**DIRECTIONS FOR THIS TASK**.
How many lines of the material below contain the string "above"? Reply with the number alone.

**DATA FOR THIS TASK**.
######
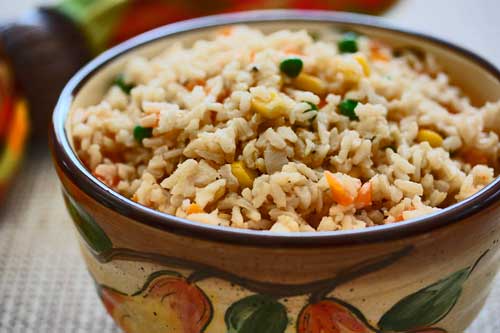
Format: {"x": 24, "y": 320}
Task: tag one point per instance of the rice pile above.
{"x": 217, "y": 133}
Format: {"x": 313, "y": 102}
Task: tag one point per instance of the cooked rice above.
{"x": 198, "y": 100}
######
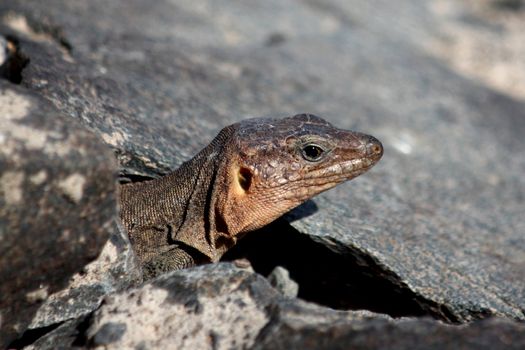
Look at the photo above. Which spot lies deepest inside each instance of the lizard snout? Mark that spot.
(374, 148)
######
**TASK RESULT**.
3